ジョン・カーペンター監督の『ハロウィン』(1978)は、低予算映画ながら大ヒットを記録。『13日の金曜日』(1980)をはじめとするスラッシャー映画ブームの先駆けとなった。シリーズはリメイク含め、12本制作された。
40年後に制作された本作はリメイクではなく、1作目の続編。40年年をとったヒロイン(ジェイミー・リー・カーティス)が主演だという。予告編も魅力的。ドキドキしながら視聴したが、申し分ない出来栄えだった。私は1作目と、ロブ・ゾンビ監督のリメイク2本しか見てないが、1作目のおもしろさを十分に引き継ぎ、かつ新しかった。
『ターミネーター: ニュー・フェイト』(2019)でリンダ・ハミルトンの復帰も話題になっていた。おばあちゃんヒロインの復帰としては、本作に軍配が上がる。

= = = = = = =

課題 » 上の『ハロウィン』に関する文章のうち、「ジョン・カーペンター監督の『」から「しては、本作に軍配が上がる。」に至るまでをすべて、一字も変えずに書き写してください。

提示資料 »
= = = = = = =

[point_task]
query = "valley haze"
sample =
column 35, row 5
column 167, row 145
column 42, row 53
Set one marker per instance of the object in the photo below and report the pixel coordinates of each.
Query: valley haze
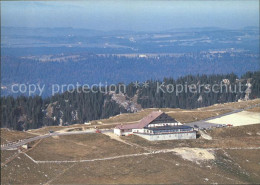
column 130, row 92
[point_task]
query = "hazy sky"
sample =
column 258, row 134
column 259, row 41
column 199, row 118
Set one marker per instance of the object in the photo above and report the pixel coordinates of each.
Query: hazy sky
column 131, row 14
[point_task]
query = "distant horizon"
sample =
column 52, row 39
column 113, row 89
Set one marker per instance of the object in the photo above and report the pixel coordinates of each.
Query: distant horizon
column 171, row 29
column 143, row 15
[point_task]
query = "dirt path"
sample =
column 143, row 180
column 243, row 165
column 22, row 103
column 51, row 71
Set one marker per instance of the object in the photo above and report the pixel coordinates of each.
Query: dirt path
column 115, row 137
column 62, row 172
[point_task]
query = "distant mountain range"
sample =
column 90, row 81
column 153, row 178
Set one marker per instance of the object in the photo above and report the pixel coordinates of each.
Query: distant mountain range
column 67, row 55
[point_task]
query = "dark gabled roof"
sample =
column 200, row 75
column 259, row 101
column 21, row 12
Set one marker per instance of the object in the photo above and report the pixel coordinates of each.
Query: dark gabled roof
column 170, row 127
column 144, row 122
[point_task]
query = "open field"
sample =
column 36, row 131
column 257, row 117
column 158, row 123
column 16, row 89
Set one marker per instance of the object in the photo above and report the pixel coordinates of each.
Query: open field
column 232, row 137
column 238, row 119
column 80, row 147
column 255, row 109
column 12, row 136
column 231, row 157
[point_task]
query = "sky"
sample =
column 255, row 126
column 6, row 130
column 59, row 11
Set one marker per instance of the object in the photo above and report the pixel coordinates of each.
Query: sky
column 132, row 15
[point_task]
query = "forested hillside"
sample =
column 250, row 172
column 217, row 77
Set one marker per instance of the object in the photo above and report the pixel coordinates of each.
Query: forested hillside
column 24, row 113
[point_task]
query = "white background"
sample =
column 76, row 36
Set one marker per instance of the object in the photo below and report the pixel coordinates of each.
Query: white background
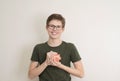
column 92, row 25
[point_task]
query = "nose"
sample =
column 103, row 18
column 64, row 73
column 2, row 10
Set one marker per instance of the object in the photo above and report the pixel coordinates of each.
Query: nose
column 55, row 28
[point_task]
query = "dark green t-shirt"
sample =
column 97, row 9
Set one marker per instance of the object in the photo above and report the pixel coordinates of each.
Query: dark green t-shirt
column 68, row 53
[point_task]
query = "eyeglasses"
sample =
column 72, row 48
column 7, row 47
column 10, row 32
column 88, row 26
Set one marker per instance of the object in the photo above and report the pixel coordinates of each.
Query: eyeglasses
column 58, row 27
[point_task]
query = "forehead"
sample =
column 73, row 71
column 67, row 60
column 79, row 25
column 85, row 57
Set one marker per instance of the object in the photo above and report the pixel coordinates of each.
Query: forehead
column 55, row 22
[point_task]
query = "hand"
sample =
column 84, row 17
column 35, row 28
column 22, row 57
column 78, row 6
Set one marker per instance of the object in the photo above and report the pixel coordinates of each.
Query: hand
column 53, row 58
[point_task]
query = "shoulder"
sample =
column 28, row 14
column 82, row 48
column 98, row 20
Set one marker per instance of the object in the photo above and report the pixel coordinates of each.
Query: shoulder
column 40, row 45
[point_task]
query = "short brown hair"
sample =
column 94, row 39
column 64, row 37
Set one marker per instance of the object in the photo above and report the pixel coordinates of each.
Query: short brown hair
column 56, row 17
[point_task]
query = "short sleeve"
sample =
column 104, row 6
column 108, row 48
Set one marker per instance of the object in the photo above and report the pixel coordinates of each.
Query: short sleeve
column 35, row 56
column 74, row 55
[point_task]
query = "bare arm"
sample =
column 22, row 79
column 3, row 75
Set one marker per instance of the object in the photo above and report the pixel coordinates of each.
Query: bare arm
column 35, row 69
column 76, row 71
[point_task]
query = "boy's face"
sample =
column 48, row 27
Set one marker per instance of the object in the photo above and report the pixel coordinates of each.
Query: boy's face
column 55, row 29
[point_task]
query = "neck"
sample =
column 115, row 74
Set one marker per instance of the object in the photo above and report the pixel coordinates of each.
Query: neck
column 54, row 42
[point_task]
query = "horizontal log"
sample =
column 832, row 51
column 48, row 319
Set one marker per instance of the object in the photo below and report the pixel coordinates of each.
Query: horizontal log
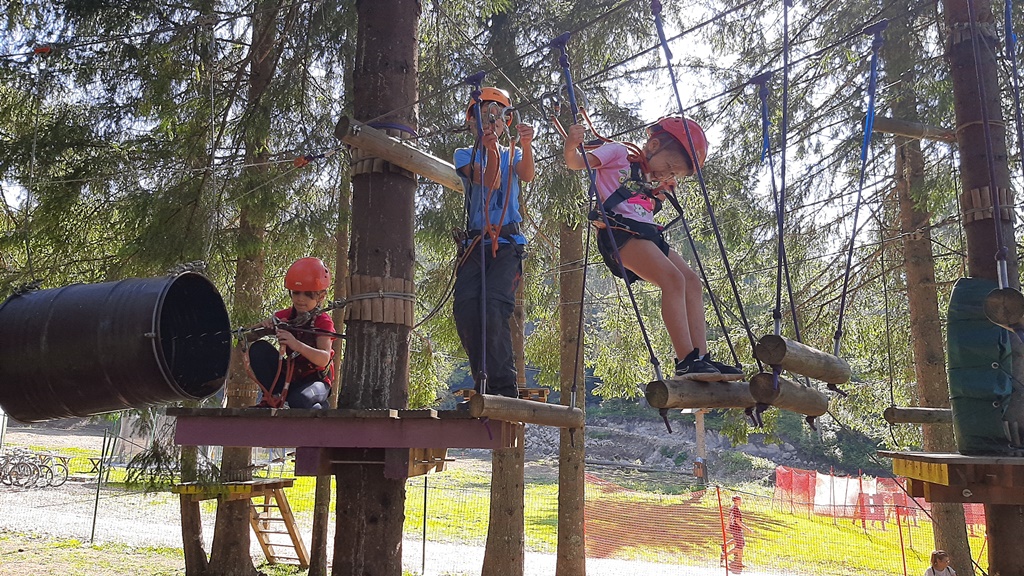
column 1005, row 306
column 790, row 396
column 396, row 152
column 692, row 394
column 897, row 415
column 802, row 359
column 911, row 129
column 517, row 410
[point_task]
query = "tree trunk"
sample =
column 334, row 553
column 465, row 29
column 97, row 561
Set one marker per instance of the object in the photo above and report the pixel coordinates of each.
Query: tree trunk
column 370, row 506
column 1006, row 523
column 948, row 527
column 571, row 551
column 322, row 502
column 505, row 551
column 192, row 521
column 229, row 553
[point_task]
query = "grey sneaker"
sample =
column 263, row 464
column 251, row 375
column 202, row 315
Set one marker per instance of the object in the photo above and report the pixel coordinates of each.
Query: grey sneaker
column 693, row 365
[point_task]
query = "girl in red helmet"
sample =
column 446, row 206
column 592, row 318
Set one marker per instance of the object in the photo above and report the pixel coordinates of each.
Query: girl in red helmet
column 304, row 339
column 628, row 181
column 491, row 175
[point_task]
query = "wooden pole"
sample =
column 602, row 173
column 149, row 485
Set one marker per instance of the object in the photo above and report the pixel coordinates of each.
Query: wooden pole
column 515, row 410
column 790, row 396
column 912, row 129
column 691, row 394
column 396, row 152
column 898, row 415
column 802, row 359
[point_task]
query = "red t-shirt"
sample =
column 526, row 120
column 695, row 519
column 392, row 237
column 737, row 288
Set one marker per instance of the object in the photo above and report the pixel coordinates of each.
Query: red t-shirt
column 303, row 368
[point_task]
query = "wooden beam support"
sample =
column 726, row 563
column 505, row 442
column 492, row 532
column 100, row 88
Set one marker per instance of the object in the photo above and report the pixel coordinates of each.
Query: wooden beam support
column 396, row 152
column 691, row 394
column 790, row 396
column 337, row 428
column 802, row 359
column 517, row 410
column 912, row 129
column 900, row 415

= = = = = = =

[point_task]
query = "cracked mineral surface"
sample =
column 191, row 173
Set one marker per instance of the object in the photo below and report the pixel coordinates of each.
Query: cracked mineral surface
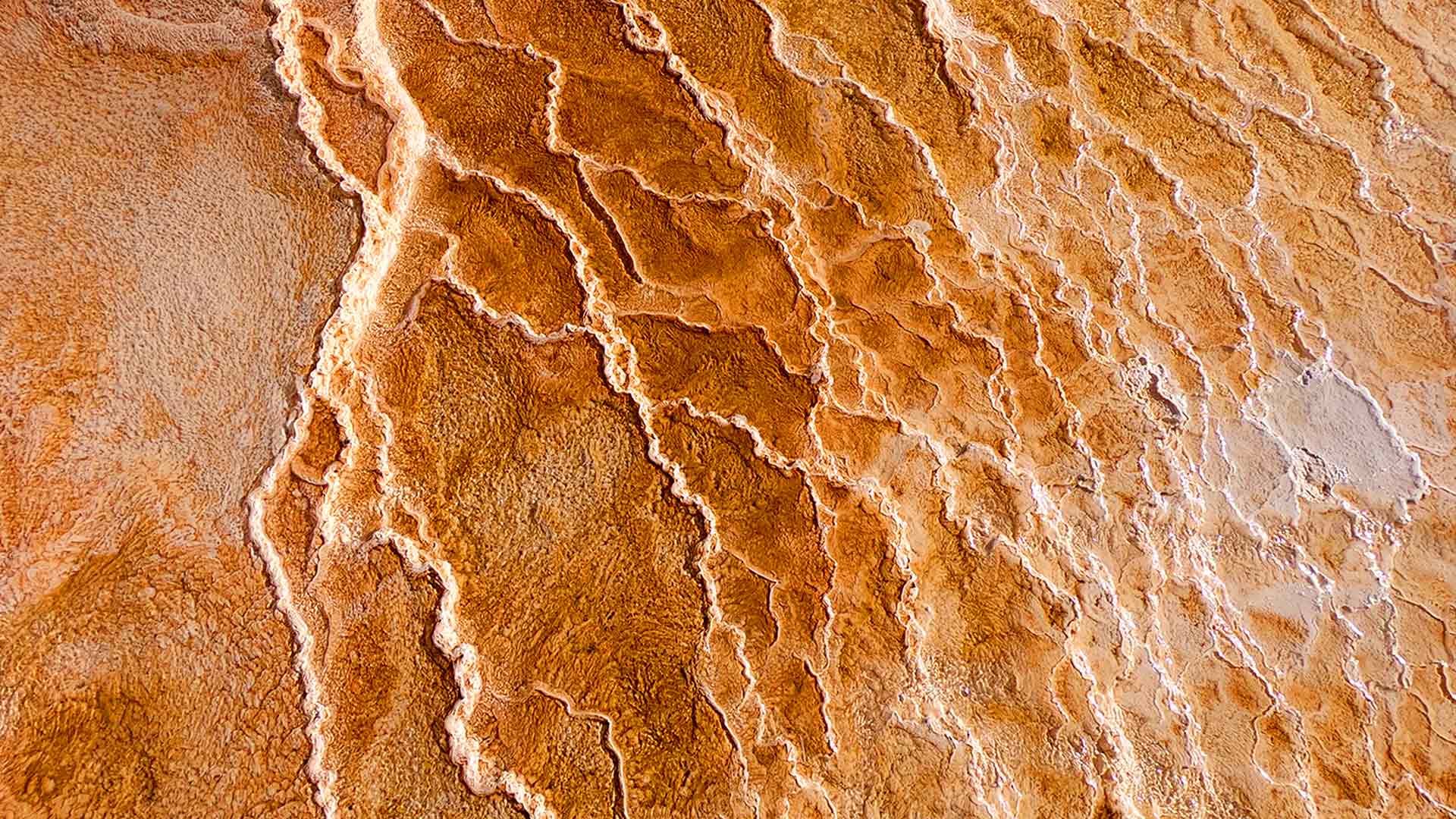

= = = = = = =

解答例 »
ジョン・カーペンター監督の『ハロウィン』(1978)は、低予算映画ながら大ヒットを記録。『13日の金曜日』(1980)をはじめとするスラッシャー映画ブームの先駆けとなった。シリーズはリメイク含め、12本制作された。
40年後に制作された本作はリメイクではなく、1作目の続編。40年年をとったヒロイン(ジェイミー・リー・カーティス)が主演だという。予告編も魅力的。ドキドキしながら視聴したが、申し分ない出来栄えだった。私は1作目と、ロブ・ゾンビ監督のリメイク2本しか見てないが、1作目のおもしろさを十分に引き継ぎ、かつ新しかった。
『ターミネーター: ニュー・フェイト』(2019)でリンダ・ハミルトンの復帰も話題になっていた。おばあちゃんヒロインの復帰としては、本作に軍配が上がる。